------ DATA ------
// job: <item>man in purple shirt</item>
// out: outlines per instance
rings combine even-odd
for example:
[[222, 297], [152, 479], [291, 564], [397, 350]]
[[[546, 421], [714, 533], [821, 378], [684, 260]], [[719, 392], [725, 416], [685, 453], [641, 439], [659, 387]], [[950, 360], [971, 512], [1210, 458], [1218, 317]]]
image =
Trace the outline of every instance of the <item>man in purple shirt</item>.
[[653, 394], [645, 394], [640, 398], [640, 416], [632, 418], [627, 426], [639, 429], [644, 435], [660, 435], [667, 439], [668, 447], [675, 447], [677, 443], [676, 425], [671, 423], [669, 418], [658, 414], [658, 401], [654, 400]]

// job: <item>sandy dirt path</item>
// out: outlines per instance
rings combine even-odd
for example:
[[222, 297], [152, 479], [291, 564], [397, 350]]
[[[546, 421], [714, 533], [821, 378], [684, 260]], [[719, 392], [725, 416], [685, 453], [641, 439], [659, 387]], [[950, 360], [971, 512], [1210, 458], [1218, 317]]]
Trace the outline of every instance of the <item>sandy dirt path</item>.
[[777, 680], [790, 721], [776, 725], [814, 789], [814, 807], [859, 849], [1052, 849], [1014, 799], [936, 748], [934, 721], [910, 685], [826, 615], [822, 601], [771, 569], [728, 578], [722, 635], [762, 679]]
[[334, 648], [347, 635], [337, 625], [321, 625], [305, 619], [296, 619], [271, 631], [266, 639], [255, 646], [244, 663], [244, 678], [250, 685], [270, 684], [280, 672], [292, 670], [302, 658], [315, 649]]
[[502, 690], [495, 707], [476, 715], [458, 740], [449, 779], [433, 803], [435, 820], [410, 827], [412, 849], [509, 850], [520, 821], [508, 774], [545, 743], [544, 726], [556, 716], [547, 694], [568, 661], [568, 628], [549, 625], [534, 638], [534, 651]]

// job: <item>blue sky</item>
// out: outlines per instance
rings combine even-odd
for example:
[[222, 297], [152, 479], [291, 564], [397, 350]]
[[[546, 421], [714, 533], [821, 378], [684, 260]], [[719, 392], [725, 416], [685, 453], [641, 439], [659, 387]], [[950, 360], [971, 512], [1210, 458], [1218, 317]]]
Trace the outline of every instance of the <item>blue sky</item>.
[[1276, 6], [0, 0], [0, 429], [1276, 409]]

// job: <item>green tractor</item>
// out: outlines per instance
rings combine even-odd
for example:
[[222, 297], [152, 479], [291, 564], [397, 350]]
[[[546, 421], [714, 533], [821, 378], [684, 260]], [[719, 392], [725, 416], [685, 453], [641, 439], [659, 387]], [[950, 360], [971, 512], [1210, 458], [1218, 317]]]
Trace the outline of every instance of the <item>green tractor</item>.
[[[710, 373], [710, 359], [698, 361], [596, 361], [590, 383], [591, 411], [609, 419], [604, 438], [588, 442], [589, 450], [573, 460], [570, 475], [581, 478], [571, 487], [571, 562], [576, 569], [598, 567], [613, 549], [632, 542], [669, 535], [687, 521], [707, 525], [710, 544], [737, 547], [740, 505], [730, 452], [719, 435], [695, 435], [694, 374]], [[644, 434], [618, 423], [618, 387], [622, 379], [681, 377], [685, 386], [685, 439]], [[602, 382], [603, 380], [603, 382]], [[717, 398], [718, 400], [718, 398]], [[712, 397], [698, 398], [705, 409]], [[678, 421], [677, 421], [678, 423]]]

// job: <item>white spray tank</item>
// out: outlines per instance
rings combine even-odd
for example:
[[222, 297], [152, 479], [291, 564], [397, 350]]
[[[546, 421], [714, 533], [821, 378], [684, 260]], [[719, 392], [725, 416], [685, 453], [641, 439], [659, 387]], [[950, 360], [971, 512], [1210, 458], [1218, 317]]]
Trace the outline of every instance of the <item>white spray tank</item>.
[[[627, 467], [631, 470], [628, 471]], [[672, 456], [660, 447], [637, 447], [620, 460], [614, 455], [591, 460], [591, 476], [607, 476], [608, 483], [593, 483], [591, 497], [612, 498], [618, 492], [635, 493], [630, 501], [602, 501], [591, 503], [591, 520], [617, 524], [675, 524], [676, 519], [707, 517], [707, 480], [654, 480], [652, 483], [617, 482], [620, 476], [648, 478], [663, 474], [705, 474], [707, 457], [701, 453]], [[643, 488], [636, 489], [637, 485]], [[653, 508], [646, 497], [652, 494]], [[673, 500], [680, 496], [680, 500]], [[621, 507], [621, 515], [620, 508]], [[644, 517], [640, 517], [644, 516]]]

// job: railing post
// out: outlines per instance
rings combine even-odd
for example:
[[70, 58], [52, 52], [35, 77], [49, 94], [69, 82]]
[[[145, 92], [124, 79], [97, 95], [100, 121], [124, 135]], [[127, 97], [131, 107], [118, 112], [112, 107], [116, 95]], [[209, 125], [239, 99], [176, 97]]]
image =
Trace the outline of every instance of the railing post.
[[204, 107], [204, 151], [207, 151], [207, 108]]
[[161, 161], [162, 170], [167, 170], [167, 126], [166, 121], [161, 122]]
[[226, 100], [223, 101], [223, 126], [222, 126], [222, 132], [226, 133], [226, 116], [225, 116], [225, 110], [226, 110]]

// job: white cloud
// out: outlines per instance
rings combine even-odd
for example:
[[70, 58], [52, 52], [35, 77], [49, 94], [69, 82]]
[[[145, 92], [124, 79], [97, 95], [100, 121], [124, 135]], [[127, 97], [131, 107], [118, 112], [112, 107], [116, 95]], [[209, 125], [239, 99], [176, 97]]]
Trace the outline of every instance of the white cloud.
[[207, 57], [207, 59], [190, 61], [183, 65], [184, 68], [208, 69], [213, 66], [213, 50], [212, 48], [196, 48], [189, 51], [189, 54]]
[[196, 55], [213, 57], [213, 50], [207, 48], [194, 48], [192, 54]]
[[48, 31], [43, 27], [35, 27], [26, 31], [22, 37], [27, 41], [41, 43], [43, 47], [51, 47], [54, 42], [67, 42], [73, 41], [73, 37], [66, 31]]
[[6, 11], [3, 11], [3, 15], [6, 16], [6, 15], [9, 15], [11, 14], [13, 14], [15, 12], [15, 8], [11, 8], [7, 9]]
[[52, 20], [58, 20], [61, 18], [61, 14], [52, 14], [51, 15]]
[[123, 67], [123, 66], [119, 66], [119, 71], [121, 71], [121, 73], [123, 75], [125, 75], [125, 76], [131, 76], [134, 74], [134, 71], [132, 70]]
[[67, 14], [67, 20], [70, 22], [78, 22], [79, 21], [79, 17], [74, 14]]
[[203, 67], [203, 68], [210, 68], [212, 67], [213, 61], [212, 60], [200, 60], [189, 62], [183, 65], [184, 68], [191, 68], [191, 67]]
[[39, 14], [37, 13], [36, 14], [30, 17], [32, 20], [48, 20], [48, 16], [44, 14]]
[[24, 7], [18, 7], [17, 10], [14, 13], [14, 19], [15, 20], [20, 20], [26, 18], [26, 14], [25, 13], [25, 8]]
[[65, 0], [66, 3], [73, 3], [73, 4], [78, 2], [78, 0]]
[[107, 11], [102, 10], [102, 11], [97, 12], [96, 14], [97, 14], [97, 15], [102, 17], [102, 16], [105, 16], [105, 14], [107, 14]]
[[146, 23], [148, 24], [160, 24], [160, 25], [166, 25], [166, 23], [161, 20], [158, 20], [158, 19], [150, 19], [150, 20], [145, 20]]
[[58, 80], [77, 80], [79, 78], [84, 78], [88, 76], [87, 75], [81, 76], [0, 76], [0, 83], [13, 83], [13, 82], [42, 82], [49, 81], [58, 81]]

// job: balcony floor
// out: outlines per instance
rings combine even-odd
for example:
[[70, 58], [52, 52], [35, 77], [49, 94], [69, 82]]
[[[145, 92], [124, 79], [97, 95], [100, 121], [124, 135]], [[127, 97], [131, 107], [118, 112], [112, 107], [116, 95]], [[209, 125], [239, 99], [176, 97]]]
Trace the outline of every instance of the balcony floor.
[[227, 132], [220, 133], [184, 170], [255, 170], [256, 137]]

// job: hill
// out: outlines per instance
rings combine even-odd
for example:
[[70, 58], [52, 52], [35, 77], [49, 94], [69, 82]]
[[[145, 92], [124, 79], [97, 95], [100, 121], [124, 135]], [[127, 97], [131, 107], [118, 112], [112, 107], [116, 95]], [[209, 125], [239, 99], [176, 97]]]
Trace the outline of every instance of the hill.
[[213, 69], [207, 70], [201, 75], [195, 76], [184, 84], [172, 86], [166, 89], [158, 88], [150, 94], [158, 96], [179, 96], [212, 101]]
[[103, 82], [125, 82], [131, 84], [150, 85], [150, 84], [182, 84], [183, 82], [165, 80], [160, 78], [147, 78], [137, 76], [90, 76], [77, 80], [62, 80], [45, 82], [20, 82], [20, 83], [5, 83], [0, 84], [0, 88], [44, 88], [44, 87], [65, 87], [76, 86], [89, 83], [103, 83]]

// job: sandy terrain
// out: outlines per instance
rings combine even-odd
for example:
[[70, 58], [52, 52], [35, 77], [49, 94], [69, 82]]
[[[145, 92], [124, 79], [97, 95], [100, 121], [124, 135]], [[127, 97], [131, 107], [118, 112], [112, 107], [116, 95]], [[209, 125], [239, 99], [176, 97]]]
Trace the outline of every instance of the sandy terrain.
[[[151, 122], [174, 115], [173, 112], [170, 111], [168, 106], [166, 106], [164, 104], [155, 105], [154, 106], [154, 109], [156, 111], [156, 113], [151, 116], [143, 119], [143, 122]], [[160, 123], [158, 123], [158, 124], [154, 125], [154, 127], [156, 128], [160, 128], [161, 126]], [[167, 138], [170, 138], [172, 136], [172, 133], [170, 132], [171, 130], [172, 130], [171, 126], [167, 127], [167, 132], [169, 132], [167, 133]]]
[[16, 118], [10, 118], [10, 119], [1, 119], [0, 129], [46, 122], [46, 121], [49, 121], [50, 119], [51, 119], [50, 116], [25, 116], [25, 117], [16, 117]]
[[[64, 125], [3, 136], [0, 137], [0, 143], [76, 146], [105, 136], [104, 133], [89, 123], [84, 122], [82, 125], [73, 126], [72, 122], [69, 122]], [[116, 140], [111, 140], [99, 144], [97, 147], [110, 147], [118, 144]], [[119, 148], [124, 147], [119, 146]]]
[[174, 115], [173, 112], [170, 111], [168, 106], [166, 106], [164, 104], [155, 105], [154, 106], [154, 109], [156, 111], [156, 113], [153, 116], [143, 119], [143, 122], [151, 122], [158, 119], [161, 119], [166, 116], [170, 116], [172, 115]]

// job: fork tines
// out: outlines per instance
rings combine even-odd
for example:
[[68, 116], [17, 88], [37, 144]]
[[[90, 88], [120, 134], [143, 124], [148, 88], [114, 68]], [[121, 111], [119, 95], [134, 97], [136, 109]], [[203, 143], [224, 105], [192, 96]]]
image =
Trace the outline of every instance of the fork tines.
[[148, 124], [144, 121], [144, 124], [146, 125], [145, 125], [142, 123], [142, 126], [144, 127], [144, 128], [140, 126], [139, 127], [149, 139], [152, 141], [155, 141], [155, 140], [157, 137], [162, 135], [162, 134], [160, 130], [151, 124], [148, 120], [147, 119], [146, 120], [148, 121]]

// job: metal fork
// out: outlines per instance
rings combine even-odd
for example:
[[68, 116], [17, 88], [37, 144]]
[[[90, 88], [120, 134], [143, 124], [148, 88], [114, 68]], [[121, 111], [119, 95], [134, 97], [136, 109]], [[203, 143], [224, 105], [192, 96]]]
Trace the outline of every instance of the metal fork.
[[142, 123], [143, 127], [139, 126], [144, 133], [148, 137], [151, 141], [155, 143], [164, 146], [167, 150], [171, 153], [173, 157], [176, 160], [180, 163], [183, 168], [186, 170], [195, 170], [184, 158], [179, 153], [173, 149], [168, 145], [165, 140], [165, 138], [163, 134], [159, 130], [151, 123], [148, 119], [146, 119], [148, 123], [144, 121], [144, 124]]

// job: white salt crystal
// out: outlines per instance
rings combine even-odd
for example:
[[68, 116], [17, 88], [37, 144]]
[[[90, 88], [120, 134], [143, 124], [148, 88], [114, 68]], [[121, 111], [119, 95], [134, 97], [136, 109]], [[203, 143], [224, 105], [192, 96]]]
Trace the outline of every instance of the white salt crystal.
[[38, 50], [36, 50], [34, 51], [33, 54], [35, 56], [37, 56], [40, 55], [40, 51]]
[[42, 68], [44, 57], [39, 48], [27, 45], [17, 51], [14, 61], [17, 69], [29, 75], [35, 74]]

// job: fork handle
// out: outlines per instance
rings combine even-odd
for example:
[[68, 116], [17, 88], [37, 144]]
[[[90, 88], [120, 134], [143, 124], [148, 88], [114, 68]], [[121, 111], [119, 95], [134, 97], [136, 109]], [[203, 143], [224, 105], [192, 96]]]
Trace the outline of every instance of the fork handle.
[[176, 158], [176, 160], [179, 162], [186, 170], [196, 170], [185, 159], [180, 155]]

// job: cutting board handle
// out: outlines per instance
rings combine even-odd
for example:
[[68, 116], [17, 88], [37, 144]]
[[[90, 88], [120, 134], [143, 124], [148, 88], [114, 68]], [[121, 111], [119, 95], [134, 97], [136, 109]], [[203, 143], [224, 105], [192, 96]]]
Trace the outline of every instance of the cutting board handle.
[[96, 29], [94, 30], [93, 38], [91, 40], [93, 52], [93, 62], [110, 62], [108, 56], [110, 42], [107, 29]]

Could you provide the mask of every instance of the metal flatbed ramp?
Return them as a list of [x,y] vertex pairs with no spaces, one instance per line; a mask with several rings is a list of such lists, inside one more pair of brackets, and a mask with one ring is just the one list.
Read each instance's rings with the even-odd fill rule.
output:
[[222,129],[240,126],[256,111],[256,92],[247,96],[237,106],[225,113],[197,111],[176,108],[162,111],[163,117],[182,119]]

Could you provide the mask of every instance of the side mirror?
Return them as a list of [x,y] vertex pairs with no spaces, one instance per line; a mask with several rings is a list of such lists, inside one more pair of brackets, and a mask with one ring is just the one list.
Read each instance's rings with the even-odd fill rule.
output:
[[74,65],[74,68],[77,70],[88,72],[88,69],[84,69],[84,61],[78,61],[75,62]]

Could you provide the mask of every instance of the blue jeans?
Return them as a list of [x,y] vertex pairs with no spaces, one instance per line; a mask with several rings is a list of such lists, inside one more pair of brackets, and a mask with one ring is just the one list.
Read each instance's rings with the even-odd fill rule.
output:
------
WORK TO BE COMPLETED.
Please rescale the records from the line with "job: white salt crystal" to the line with "42], [107, 29]]", both included, and give only those lines again, requests and all. Multiply every coordinate in the answers by 2.5, round each to a whole number with halves going up, and leave the coordinates in the requests and their format samples unchanged.

CORRECT RESULT.
// job: white salt crystal
// out: outlines per instance
rings combine even-odd
for example:
[[68, 116], [17, 88], [37, 144]]
[[[90, 88], [120, 134], [143, 124], [148, 88], [114, 68]], [[121, 111], [119, 95], [134, 97], [136, 109]], [[203, 143], [224, 105], [192, 96]]]
Trace the outline of every instance of the white salt crystal.
[[95, 125], [90, 125], [85, 128], [83, 135], [88, 140], [93, 140], [100, 138], [100, 128]]
[[105, 170], [110, 143], [98, 120], [68, 113], [43, 128], [35, 153], [43, 173], [73, 188], [88, 185]]

// job: fork handle
// out: outlines per instance
rings combine even-odd
for example:
[[68, 116], [17, 88], [37, 144]]
[[[90, 88], [120, 134], [143, 124], [148, 88], [114, 68]], [[121, 111], [119, 95], [134, 97], [136, 109]], [[203, 143], [224, 105], [192, 96]]]
Trace the outline of every instance of the fork handle.
[[440, 395], [440, 400], [448, 405], [465, 425], [490, 425], [463, 398], [450, 388]]

// job: cutting board handle
// out: outlines per instance
rings combine even-odd
for example:
[[68, 116], [17, 88], [37, 144]]
[[[90, 88], [120, 134], [143, 124], [148, 88], [114, 68]], [[121, 111], [119, 95], [134, 97], [136, 109]], [[203, 143], [224, 105], [192, 96]]]
Trace the outline of every instance of the cutting board handle.
[[240, 73], [235, 75], [233, 95], [228, 100], [233, 130], [233, 155], [275, 155], [270, 140], [275, 105], [268, 73]]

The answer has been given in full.